[Stored data entries]
───

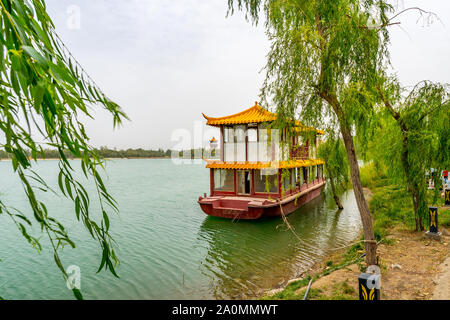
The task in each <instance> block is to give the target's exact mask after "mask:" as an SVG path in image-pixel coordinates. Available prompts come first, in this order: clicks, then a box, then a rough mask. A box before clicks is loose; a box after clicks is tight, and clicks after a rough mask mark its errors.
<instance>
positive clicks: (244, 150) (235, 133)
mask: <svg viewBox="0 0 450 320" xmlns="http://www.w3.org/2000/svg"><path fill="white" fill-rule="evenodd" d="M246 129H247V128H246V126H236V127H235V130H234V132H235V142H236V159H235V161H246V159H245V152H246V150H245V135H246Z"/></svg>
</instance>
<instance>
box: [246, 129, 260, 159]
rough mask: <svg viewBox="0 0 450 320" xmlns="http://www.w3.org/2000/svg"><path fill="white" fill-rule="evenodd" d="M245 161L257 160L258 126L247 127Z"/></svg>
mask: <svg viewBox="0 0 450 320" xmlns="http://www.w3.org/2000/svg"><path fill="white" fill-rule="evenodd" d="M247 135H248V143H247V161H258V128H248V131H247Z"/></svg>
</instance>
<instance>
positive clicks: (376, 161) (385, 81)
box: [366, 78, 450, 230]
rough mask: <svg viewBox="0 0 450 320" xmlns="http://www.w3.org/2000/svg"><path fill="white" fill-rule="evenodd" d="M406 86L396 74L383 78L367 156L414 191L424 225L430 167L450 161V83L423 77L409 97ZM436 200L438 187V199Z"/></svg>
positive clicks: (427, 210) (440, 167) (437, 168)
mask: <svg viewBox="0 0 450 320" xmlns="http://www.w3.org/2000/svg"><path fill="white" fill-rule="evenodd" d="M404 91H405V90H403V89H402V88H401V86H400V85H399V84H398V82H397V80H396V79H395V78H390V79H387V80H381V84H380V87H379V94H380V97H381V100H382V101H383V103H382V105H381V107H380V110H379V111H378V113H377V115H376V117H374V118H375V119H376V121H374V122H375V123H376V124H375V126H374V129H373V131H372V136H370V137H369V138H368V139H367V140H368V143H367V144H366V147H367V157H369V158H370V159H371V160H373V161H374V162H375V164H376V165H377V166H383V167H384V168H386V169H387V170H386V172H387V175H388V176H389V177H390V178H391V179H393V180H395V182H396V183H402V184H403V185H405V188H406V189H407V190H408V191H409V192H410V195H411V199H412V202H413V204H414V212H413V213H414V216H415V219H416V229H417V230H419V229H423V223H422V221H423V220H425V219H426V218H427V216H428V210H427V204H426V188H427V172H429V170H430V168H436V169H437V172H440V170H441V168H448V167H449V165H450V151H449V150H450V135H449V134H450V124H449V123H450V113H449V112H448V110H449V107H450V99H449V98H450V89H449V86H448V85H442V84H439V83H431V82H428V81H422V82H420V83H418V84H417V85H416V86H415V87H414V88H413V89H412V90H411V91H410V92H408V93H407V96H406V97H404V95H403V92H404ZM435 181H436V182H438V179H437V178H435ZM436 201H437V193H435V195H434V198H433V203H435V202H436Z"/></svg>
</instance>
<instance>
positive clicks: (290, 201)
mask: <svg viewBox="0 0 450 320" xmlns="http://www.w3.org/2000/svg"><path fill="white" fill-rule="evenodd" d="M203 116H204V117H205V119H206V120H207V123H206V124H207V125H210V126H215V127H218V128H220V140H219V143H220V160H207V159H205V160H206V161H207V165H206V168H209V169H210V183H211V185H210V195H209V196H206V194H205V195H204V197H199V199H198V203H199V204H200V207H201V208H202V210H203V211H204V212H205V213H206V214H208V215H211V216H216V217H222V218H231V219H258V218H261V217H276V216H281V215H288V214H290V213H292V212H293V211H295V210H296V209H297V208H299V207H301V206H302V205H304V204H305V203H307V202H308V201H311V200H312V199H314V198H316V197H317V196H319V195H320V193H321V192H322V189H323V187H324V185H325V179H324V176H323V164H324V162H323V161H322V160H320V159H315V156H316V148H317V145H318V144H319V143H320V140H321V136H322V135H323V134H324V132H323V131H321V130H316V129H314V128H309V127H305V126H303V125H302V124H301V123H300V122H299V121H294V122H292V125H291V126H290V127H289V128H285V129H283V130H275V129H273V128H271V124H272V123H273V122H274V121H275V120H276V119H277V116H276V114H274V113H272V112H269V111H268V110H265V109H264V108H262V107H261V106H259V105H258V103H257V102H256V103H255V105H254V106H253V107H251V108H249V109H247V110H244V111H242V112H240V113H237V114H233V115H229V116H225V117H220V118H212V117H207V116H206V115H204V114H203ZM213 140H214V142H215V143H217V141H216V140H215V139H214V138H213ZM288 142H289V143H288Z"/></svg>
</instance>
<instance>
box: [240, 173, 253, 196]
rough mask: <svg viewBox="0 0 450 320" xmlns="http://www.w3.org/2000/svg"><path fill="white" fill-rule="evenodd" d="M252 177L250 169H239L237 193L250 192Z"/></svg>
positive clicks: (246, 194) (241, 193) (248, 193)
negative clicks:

───

• _Required work_
Can you gather every line of the records above that contains the word "positive" and copy each one out?

• _Written answer_
positive clicks: (244, 150) (235, 133)
positive clicks: (376, 161) (385, 81)
positive clicks: (427, 210) (440, 167) (437, 168)
positive clicks: (290, 201)
positive clicks: (246, 194) (241, 193) (248, 193)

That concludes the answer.